Records from a collection:
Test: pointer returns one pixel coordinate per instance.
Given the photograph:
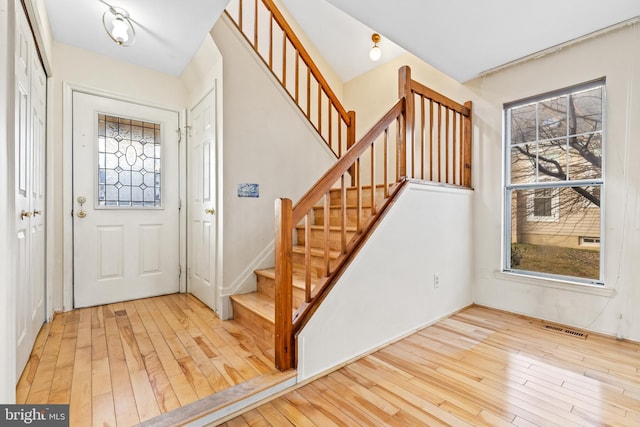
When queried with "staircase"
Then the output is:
(256, 310)
(424, 136)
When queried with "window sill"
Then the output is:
(564, 285)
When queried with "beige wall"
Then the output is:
(86, 69)
(267, 141)
(615, 56)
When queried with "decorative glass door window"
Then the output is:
(129, 163)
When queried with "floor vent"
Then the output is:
(566, 331)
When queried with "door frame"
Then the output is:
(67, 189)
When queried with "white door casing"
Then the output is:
(201, 148)
(30, 124)
(124, 252)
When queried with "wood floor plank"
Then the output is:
(127, 362)
(102, 410)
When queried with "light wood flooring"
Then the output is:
(478, 367)
(121, 364)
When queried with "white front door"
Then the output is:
(30, 114)
(125, 200)
(202, 201)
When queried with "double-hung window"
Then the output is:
(554, 184)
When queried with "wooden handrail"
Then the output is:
(343, 165)
(438, 144)
(339, 132)
(449, 128)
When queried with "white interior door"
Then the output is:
(202, 201)
(30, 114)
(126, 200)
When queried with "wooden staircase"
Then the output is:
(424, 136)
(256, 310)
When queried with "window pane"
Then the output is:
(552, 160)
(129, 162)
(523, 124)
(586, 111)
(523, 163)
(552, 118)
(585, 157)
(556, 231)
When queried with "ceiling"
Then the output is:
(462, 38)
(168, 32)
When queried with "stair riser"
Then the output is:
(317, 238)
(335, 216)
(261, 327)
(267, 286)
(317, 263)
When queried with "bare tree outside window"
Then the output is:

**WHAT YOU HAVE TO DO**: Look through the entries above; copy every line holding the string "staircase".

**EXERCISE RESULT**:
When queried with "staircase"
When queried with "wooden staircase"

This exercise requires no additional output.